------ TESTO FORNITO ------

Le montagne senza fine di Francesco Tomè

Il giovane fiorentino parte il 20 giugno con il progetto "Endless Peaks", la traversata di corsa dell'arco alpino in 60 giorni lungo il Sentiero Italia, che diventerà un film con il sostegno del CAI. Ma non è tutto: ha appena pubblicato un libro e diretto un film sulla restanza.
Francesco Tomè ritratto da Guido Signori.

Se vogliamo credere alla regola (così rassicurante, in un paese sempre più vecchio) che vuole i giovani come un’indolente massa di gente senza ambizioni né sogni fuori da quelli previsti dal cliché, Francesco Tomè rappresenta una rivitalizzante eccezione. Fiorentino di 25 anni, ha ereditato dal padre la passione per la fotografia e frequenta infatti l’Accademia di Belle Arti di Milano, dove si sta specializzando in cinema, che è la sua passione, ma non certo l’unica. 

Chi lo segue da un po’ sa che ama la montagna e che ha già dato prova, con l’ancor più giovane Francesco Bruschi, di progetti alpinistici notevoli, diventati documentari: nel 2020 Alpi Apuane – Terre selvagge, ovvero la traversata delle Apuane da nord a sud a piedi e per vette, e nel 2021 From Florence to Mont Blanc, dove invece i due hanno raggiunto la cima più alta d’Europa partendo in bici da casa: Tomè aveva 19 anni, Bruschi 16. Per questo lo scorso gennaio il Consiglio regionale della Toscana ha consegnato loro una targa di riconoscimentoper il coraggio e la determinazione nello sfidare le vette più alte superando i propri limiti”. Immaginiamo l’orgoglio di mamma e papà, avvocato lei, insegnante di musica lui.

------ RECORD ARCHIVIATI ------

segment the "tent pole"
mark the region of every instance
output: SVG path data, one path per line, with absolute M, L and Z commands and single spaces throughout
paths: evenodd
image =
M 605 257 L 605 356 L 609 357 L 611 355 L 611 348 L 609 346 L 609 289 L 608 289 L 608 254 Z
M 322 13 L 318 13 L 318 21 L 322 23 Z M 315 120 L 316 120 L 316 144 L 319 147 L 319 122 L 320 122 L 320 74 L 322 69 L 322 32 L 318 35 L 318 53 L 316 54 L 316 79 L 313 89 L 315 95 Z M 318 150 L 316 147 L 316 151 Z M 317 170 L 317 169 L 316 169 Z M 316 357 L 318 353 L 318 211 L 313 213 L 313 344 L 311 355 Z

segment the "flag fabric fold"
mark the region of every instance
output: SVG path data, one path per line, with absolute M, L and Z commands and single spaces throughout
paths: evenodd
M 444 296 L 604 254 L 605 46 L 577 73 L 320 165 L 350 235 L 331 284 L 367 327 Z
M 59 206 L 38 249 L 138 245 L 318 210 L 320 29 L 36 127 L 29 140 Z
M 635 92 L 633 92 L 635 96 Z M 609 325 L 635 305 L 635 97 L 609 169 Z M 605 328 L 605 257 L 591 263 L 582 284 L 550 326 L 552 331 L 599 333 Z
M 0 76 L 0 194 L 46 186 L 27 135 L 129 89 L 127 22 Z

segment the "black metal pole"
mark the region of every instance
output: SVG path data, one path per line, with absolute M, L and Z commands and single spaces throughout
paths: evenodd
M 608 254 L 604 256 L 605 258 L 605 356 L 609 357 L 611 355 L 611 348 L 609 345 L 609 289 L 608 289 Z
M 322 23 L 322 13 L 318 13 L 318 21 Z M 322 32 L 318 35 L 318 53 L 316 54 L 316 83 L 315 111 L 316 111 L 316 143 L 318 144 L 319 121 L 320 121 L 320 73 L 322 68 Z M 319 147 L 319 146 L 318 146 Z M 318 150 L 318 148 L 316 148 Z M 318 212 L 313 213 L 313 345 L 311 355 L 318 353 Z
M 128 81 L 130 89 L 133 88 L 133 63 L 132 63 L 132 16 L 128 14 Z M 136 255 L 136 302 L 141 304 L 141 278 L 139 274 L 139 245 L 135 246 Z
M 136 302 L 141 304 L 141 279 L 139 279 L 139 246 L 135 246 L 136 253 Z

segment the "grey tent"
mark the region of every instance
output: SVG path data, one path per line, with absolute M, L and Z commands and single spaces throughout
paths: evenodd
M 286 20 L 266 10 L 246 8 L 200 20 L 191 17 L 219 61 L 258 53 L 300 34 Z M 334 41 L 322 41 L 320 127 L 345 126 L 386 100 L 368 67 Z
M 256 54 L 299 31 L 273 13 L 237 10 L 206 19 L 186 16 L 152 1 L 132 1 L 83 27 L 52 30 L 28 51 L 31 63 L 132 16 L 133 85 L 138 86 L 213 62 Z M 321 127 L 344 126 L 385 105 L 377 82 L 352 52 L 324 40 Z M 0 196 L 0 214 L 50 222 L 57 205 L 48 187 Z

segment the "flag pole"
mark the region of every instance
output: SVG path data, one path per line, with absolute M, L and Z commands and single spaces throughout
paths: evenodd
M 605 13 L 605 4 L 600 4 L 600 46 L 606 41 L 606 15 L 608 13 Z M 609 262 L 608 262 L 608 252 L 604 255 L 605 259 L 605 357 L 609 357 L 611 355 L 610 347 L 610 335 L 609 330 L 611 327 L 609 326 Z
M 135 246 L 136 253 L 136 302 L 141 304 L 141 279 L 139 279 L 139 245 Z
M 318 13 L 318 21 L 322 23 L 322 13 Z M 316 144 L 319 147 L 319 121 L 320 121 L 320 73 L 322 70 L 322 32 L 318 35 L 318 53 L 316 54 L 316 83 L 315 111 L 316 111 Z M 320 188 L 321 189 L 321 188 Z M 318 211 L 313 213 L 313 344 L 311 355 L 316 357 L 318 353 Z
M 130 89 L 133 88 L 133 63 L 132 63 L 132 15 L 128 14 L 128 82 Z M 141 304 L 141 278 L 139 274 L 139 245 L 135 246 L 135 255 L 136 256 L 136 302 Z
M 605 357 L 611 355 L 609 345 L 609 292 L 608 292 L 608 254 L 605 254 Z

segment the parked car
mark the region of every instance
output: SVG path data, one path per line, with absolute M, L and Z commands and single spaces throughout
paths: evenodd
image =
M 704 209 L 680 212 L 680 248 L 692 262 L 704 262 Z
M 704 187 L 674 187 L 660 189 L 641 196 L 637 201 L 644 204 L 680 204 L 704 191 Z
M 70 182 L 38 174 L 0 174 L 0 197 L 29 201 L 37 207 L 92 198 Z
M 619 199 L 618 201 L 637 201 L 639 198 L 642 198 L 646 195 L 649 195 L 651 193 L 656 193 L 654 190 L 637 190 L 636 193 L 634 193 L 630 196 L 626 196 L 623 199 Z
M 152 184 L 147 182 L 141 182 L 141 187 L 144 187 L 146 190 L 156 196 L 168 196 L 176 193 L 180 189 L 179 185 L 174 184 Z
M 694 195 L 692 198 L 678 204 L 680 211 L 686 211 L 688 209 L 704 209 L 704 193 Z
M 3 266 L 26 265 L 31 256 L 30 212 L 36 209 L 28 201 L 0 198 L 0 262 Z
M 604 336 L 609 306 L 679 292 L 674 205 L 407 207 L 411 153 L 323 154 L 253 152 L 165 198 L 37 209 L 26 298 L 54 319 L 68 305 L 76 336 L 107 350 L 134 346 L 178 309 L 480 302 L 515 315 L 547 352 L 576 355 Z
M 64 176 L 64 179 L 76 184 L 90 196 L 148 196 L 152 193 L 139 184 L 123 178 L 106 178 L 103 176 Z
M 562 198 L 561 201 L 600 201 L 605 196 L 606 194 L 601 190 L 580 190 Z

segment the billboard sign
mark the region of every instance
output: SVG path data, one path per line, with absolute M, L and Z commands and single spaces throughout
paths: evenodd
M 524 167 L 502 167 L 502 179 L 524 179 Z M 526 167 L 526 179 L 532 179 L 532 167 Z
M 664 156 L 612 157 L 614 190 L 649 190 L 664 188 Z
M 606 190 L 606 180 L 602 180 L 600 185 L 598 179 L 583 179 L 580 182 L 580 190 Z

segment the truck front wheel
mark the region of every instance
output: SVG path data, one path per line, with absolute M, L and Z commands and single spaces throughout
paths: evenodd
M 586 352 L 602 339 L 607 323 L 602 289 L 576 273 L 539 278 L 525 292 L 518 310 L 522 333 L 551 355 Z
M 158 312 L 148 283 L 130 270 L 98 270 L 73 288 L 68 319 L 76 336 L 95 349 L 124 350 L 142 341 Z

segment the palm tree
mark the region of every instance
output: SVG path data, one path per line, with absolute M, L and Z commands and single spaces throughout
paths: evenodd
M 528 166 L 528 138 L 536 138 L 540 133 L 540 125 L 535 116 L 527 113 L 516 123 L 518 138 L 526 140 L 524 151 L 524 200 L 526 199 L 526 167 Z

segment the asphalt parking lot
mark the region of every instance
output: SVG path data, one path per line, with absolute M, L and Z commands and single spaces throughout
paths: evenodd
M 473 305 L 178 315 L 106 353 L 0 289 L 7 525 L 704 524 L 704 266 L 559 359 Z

------

**COMPITO ASSEGNATO 1:**
Elenca tutte le persone citate con nome e cognome nel testo su Francesco Tomè.
**COMPITO ASSEGNATO 2:**
Traduci in inglese questa frase del testo su Francesco Tomè: "Fiorentino di 25 anni, ha ereditato dal padre la passione per la fotografia e frequenta infatti l’Accademia di Belle Arti di Milano, dove si sta specializzando in cinema, che è la sua passione, ma non certo l’unica."
**COMPITO ASSEGNATO 3:**
Prosegui il testo su Francesco Tomè partendo subito dopo la sua ultima frase.

**RISPOSTA ESERCIZIO 1:**
Francesco Tomè
Guido Signori
Francesco Bruschi

**RISPOSTA ESERCIZIO 2:**
A 25-year-old from Florence, he inherited his passion for photography from his father and in fact attends the Academy of Fine Arts in Milan, where he is specializing in film, which is his passion, but certainly not the only one.

**RISPOSTA ESERCIZIO 3:**
Endless Peaks

Bruschi e Tomè si sono conosciuti al CAI di Firenze, frequentando l’Alpinismo Giovanile. “Mio padre, socio CAI da 40 anni, mi ha iscritto che avevo 13 anni”, spiega Tomè, “Non ci sarei andato, ma dopo poche escursioni anche la sveglia alle 6 era meno dura”. Poi, come accade spesso, crescendo sono cambiate tante cose: “Dopo aver salito il Monte Bianco il passaggio successivo sarebbe stato quello di approfondire la tecnica alpinistica. Ho iniziato un corso CAI di A1 e ho capito che l’arrampicata non faceva per me, in montagna bisogna stare bene, e a me piace proprio tanto sudare in salita. Non chiedetemi perché, mi sento bene a correre e a correre in montagna, coprendo grandi distanze”.

E arriviamo allora al progetto “Endless Peaks”: una traversata dell’arco alpino da Vrata, in Croazia, al Colle di Cadibona, in provincia di Savona, quella Bocchetta di Altare dove le Alpi diventano Appennini. Sui manuali di scuola è in quei due estremi che si fissano i confini est e ovest delle Alpi. Guardando ai numeri, parliamo di 2.500 km e 165.000 metri di dislivello in 60 giorni, quasi interamente lungo il Sentiero Italia. Partenza 20 giugno

Se fosse una gara, sarebbe un endurance trail, come si chiamano gli ultratrail che superano, anche di molto, i 320 km di lunghezza e i 10.000 metri di dislivello. Invece qui l’aspetto performativo non è quello prioritario. L’impresa diventerà anche un film, che il CAI, molto sensibile verso i giovani che abbiano voglia di mettersi in gioco seriamente con la montagna (a proposito, sono in corso le selezioni per la seconda edizione dell’Eagle Team), ha deciso di sostenere. La regia sarà di Andrea Bandinelli per Crimp Films di Arco, gli stessi che seguono Stefano Ghisolfi e sua sorella Claudia, per esempio.

In montagna da sempre. Foto Francesco Tomè

Francesco Tomè, come ci si prepara a correre per 60 giorni?

Sogno questo progetto da due anni e mezzo, da quando ho pensato che sarebbe stato bello unire tutte le Alpi in un’unica corsa. Cercando in rete ho scoperto l’impresa di David Orr, un canadese che ha corso dall’Etna al Monte Bianco, percorrendo il Sentiero Italia sugli Appennini. Vive proprio qui in Toscana e quindi l’ho cercato per chiedergli informazioni, mi ha ispirato molto. Con i ragazzi del mio team di corsa ho allora iniziato la preparazione tecnica, con la guida di Giovanni Zorn, presidente di Mugello Outdoor (organizzatore dell’ultratrail del Mugello, nda): corse molto lunghe lavorando sulla resistenza più che sulla potenza. Alleno il corpo, ma anche la mente a tenere questo ritmo.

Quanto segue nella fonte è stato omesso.